EXCERPTED TEXT:
= George Hewitt Myers =

George Hewitt Myers (September 10, 1875 – December 23, 1957) was an American forester and philanthropist.

He was born in Cleveland, Ohio and graduated from Yale College in 1898 and was the heir to the Bristol-Myers pharmaceutical fortune. He pursued graduate work in English at Harvard from 1898 to 1899. He graduated in the first class of Yale Forest School with a degree of Master of Forestry in 1902. He began acquiring land in Union, Connecticut about 1909. In 1917 the Yale School of Forestry began using the Myers property for field instruction. Around 1929 Myers arranged to donate his forest land to Yale University. The Yale School of Forestry summer camp buildings were constructed on the former Morse farm on the property in 1933; the ownership of the forest was transferred to Yale in 1934. The Yale Myers Forest is managed by the Yale School of Forestry as a multiple-use working forest.

Myers began collecting textiles in 1896 with a rug he bought for his room at Yale University. He donated his collection to found The Textile Museum in Washington, D.C. in 1925, which was housed in the George Hewitt Myers House (2310 S Street), designed by John Russell Pope, which was built in 1912, and in the Martha S. Tucker House (2320 S Street), built in 1908 (Wood, Donn & Deming, architects). Since 2014, the Museum has relocated and is now part of George Washington University.

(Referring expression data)
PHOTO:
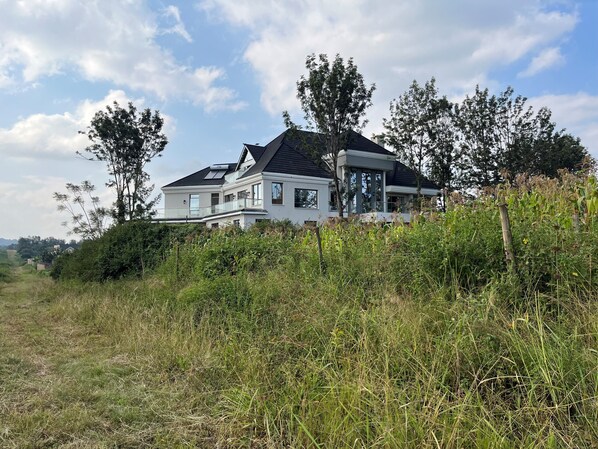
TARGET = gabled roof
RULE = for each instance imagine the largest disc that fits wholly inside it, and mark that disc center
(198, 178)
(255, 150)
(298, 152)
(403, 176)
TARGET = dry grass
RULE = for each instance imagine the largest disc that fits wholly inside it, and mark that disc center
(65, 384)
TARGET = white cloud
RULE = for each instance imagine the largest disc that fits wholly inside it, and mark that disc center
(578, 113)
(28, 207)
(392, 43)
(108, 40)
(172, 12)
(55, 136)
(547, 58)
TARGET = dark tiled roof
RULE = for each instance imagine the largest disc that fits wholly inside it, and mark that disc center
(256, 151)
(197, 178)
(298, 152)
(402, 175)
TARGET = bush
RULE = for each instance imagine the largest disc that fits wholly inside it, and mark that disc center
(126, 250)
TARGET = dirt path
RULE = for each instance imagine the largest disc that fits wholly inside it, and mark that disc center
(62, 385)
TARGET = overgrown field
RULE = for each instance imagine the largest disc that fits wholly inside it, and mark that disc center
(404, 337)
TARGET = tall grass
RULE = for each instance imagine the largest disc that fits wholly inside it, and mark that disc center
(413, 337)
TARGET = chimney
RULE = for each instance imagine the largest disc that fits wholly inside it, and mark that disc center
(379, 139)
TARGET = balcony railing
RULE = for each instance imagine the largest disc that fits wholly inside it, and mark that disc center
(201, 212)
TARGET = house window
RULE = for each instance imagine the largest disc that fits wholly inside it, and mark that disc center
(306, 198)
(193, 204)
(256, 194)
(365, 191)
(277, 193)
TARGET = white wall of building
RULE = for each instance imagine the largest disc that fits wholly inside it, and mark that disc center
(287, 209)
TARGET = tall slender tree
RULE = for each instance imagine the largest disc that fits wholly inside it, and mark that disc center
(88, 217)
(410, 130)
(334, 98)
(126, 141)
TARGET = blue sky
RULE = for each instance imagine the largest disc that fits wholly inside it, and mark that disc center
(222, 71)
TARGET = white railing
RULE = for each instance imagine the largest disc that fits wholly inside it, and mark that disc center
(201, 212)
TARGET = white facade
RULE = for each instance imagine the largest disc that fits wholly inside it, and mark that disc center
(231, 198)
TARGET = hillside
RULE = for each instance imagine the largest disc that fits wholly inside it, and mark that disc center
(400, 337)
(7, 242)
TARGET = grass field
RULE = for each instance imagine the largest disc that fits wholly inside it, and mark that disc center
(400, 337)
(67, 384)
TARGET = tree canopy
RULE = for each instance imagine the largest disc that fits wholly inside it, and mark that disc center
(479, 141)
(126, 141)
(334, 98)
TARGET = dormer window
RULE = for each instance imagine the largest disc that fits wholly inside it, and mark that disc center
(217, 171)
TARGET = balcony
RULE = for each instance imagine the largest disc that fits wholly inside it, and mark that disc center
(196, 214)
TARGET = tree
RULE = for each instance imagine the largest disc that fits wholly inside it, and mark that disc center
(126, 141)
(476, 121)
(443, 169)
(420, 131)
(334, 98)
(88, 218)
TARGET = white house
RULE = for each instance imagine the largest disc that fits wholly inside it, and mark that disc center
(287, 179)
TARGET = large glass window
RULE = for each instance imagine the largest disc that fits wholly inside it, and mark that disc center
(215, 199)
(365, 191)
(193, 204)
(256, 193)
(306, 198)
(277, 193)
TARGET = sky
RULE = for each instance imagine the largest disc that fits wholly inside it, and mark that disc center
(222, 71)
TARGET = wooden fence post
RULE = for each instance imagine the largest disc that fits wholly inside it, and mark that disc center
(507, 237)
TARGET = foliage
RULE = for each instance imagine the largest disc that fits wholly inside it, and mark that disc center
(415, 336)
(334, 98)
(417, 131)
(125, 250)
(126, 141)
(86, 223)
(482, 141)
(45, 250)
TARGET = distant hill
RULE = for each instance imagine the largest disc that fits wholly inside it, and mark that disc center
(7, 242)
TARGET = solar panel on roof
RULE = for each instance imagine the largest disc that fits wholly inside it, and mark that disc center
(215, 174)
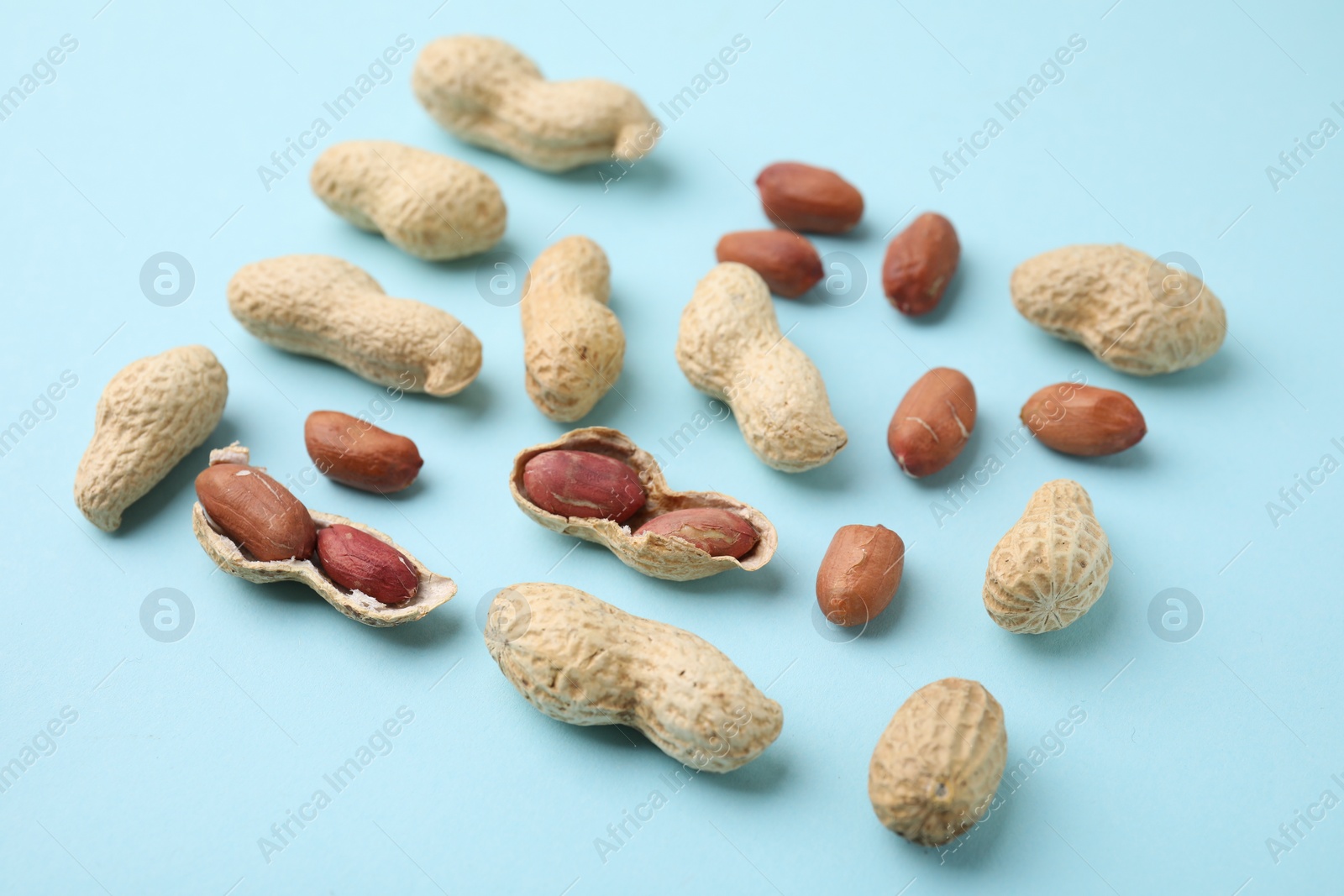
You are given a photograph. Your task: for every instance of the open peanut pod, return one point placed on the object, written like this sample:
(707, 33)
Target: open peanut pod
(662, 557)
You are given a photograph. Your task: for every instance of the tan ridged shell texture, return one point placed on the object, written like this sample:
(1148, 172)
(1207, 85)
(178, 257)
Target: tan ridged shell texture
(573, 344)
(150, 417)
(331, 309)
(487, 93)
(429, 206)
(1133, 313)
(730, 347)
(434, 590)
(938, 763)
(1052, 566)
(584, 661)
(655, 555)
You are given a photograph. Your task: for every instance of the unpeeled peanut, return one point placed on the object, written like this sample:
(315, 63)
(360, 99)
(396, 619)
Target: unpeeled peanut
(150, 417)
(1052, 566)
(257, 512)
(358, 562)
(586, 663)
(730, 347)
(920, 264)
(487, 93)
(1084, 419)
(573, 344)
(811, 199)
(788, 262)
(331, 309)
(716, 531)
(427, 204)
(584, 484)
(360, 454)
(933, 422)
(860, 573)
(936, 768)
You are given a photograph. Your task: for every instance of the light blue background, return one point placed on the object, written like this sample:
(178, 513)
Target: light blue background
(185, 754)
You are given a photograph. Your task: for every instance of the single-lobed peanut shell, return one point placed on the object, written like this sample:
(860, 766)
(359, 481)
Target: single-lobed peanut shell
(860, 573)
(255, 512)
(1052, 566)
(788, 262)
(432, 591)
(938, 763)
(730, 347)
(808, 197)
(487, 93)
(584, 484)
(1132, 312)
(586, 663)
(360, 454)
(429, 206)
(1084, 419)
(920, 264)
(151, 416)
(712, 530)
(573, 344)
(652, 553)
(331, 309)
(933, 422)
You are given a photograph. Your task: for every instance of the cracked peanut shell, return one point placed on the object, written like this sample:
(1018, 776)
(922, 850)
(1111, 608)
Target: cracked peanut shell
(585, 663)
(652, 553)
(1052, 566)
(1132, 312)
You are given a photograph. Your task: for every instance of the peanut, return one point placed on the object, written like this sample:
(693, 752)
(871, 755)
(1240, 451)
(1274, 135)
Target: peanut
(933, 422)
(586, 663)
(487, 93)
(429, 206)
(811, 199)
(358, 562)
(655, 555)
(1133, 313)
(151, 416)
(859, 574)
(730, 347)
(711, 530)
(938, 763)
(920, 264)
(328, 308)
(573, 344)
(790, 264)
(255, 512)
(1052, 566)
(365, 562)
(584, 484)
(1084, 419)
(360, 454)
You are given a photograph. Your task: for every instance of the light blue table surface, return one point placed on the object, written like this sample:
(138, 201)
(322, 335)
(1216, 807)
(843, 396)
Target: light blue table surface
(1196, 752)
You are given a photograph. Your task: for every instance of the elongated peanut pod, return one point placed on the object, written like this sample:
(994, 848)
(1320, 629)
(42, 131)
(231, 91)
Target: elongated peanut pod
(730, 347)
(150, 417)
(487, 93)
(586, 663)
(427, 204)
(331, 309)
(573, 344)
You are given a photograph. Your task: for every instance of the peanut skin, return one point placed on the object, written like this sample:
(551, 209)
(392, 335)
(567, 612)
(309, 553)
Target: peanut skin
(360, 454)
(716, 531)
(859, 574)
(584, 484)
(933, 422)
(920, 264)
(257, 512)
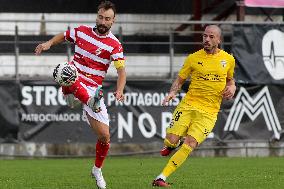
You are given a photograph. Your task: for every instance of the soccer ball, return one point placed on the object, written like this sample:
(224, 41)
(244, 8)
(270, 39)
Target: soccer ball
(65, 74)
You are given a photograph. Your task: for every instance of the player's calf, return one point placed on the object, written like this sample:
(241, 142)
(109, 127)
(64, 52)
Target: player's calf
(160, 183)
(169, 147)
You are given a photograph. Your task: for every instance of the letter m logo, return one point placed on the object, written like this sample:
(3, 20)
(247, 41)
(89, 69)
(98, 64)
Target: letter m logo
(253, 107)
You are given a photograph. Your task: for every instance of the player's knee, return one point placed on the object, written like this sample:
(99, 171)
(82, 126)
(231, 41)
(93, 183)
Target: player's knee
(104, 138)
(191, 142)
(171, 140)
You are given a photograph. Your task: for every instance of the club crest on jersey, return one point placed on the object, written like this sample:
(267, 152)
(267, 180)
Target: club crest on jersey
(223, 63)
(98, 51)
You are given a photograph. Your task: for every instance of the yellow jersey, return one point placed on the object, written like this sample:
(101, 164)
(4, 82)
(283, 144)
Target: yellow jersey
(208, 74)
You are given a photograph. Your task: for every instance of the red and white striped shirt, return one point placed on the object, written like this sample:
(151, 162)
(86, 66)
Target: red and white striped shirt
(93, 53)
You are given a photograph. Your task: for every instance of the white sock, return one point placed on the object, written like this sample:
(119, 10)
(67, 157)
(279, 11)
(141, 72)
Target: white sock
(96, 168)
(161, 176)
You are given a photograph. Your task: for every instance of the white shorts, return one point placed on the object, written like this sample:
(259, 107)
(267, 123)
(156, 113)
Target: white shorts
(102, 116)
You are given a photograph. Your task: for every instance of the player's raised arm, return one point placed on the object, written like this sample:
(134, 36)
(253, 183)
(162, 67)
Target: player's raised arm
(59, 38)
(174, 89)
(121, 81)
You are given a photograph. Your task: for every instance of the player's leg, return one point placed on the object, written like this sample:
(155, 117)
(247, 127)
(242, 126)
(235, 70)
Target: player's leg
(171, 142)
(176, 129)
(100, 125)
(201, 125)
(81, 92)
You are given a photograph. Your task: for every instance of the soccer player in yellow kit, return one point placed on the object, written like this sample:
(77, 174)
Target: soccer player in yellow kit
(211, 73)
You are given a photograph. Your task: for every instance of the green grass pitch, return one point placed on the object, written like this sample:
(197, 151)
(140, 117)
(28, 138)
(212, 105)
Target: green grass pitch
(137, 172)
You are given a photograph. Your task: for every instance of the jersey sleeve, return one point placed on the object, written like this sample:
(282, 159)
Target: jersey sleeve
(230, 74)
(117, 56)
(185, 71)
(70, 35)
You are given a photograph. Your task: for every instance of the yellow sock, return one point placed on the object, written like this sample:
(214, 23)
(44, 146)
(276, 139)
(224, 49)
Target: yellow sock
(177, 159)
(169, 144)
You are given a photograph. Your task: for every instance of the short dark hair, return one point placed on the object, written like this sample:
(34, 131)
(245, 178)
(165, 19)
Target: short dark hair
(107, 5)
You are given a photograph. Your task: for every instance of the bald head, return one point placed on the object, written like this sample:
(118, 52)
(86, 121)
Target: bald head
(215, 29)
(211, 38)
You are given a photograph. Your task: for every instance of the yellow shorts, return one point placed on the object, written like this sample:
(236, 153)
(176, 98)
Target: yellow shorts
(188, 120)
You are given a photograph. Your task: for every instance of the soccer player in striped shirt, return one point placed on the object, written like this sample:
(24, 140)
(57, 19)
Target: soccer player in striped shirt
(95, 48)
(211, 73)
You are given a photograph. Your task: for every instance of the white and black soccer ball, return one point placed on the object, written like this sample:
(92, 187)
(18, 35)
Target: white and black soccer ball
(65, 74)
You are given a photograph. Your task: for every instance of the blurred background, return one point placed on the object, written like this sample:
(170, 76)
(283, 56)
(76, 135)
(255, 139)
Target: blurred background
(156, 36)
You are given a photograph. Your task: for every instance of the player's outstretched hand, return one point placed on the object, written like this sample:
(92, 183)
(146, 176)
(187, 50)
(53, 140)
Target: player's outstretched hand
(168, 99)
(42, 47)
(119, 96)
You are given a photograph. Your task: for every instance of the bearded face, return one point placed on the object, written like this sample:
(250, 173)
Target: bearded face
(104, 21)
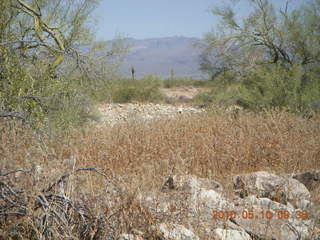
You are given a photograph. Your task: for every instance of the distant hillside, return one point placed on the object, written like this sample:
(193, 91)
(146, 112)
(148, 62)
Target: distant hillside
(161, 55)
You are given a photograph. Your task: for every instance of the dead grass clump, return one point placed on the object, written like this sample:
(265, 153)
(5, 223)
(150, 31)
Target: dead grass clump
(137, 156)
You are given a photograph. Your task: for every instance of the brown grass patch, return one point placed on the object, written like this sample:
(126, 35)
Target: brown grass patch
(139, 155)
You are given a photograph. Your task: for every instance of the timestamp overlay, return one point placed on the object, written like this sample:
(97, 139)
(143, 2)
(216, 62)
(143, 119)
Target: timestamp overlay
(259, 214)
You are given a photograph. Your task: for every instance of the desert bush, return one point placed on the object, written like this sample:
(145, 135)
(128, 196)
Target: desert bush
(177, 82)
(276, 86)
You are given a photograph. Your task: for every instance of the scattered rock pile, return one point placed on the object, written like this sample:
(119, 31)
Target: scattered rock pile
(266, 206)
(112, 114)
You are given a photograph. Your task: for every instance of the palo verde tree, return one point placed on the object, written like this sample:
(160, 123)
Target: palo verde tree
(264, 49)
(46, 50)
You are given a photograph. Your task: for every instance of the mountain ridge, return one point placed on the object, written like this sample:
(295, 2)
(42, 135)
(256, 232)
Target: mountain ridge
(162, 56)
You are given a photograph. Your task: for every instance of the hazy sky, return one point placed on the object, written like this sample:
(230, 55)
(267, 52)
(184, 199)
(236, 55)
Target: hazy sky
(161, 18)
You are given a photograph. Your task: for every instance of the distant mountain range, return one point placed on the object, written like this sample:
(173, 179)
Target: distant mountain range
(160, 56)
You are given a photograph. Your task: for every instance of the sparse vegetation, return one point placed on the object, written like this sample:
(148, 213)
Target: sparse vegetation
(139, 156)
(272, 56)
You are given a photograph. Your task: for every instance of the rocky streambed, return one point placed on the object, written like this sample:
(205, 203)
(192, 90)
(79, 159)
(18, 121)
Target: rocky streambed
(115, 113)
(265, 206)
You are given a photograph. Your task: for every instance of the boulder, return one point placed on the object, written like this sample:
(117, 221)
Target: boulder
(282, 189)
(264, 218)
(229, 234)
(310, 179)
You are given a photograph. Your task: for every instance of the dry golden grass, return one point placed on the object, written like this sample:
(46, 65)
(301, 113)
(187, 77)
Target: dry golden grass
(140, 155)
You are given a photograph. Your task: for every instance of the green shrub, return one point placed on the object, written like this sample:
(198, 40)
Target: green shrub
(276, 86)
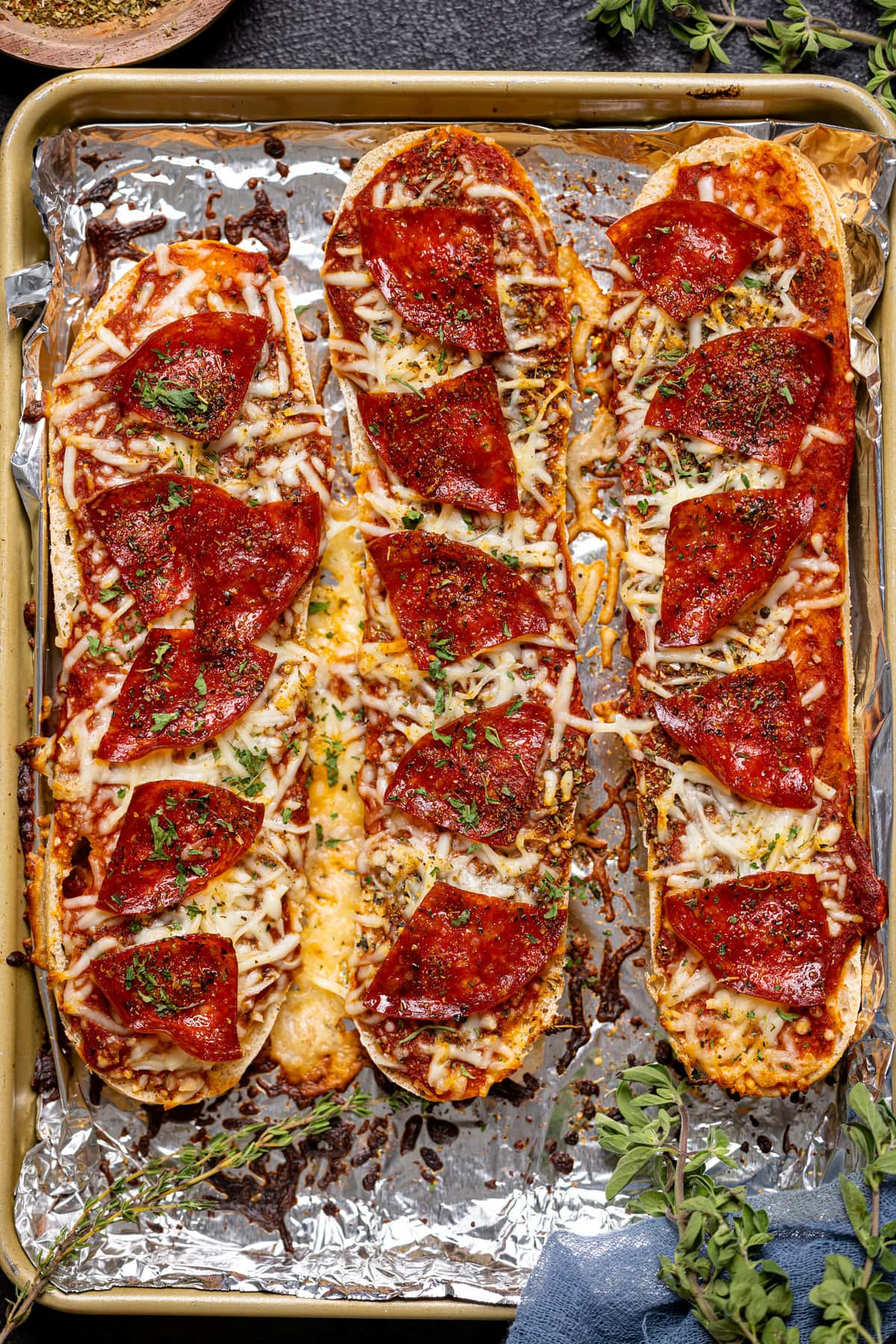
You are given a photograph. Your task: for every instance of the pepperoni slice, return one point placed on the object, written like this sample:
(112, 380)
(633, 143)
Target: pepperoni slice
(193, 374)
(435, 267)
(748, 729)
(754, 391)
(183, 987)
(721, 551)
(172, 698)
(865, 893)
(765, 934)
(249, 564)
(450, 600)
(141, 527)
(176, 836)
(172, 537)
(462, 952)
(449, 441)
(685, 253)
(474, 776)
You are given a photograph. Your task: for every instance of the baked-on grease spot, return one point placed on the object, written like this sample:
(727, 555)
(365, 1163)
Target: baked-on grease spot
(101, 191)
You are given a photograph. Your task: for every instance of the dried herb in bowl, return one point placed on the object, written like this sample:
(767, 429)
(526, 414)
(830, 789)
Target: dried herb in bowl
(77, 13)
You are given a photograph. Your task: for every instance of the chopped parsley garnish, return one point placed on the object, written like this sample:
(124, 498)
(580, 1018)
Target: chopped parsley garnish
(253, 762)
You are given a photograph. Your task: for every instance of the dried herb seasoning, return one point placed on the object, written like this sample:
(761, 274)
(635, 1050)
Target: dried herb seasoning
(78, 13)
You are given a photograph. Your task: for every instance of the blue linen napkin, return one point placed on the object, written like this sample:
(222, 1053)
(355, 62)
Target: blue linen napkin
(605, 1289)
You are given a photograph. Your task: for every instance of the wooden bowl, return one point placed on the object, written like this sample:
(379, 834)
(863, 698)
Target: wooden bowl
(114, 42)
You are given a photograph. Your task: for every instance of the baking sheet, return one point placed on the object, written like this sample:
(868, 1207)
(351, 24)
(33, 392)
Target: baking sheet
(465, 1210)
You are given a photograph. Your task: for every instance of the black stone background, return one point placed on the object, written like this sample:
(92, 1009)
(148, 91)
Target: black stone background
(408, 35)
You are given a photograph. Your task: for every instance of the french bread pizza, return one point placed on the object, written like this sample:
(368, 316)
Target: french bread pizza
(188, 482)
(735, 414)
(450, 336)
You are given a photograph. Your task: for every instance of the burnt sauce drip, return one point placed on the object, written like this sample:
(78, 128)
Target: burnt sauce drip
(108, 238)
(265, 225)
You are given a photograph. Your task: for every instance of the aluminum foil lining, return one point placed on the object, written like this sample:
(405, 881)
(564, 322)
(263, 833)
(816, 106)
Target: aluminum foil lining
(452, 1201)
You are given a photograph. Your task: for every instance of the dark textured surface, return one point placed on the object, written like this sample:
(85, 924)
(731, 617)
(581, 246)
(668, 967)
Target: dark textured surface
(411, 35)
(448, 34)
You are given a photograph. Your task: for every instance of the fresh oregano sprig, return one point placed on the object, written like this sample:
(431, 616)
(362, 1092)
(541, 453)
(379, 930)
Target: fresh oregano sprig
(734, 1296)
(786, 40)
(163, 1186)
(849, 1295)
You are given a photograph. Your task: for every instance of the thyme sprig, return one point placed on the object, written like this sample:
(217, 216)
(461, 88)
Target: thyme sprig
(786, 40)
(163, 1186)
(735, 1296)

WORK INSTRUCTION 1: From the text about George Hewitt Myers, return the passage starting at "He was born" and ending at "multiple-use working forest.".
WORK INSTRUCTION 2: Take the text about George Hewitt Myers further from where it stops.
The listing has nothing to do with the text about George Hewitt Myers.

EXPECTED ANSWER 1:
He was born in Cleveland, Ohio and graduated from Yale College in 1898 and was the heir to the Bristol-Myers pharmaceutical fortune. He pursued graduate work in English at Harvard from 1898 to 1899. He graduated in the first class of Yale Forest School with a degree of Master of Forestry in 1902. He began acquiring land in Union, Connecticut about 1909. In 1917 the Yale School of Forestry began using the Myers property for field instruction. Around 1929 Myers arranged to donate his forest land to Yale University. The Yale School of Forestry summer camp buildings were constructed on the former Morse farm on the property in 1933; the ownership of the forest was transferred to Yale in 1934. The Yale Myers Forest is managed by the Yale School of Forestry as a multiple-use working forest.

EXPECTED ANSWER 2:
Myers died in 1957, followed shortly in death by his three children: daughter Persis Chase in 1958, daughter Mary Hewitt in 1959, and daughter Louise Chase in 1960. His wife, Louise Stoddard Chase, assumed Myers' duties on the board of trustees at The Textile Museum from the time of his death through 1958.

When Myers first purchased a few rugs in the 1890s – a group of late 19th-century Turkish and Caucasian village rugs – he did not anticipate buying several thousand textiles. As the years passed and his finances allowed, however, his interests grew to include other types of non-Western textiles along with examples from earlier periods. He began collecting classical silk textiles and carpets from the court workshops of Safavid Iran, Ottoman Turkey and Mughal India; early Islamic textiles, including inscribed textiles called tiraz from western Asia, Egypt and Yemen; late antique textiles from Egypt; Indian resist-dyed cotton fabrics found in Fustat, Egypt; and archaeological textiles from Peru; as well as colonial and later pieces from South and Central America.

In the early 1920s, Myers’ focus shifted to the meaning of these objects, and he set out to widen the scope of knowledge about textiles. He established The Textile Museum in 1925, and by the late 1930s, the breadth and depth of Myers’ textile collection rendered it internationally significant.

When Myers died in 1957, The Textile Museum’s collections included 3,100 textiles from Asia and Africa and 1,500 textiles from the Americas. Today the Museum’s collections include more than 18,000 textiles from around the world.